+++ RECORDS SHOWN

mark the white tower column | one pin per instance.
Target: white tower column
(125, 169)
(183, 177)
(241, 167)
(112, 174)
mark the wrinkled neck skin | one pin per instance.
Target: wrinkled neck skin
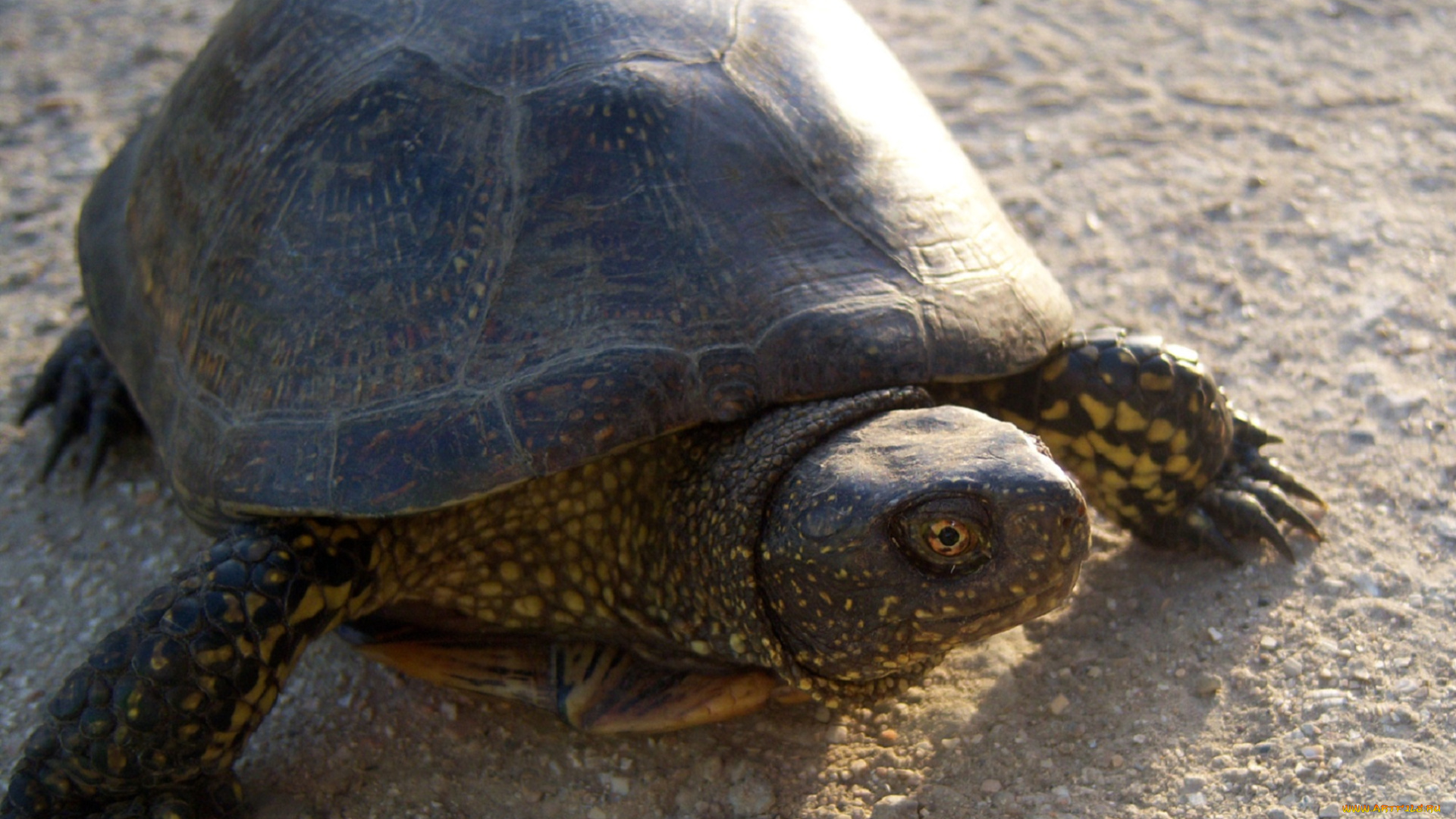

++++++

**PROBLEM TO WORK ON**.
Go through all the entries again, substituting "a single pin for each instance" for every "one pin per instance" and changing nothing else. Omit the pictures from your answer.

**EXPECTED ANSWER**.
mark the white tower column | a single pin for each instance.
Target: white tower column
(125, 169)
(183, 177)
(241, 167)
(112, 174)
mark the wrinkled neck skin | a single pin for each instance.
Target: wrinkled neck skin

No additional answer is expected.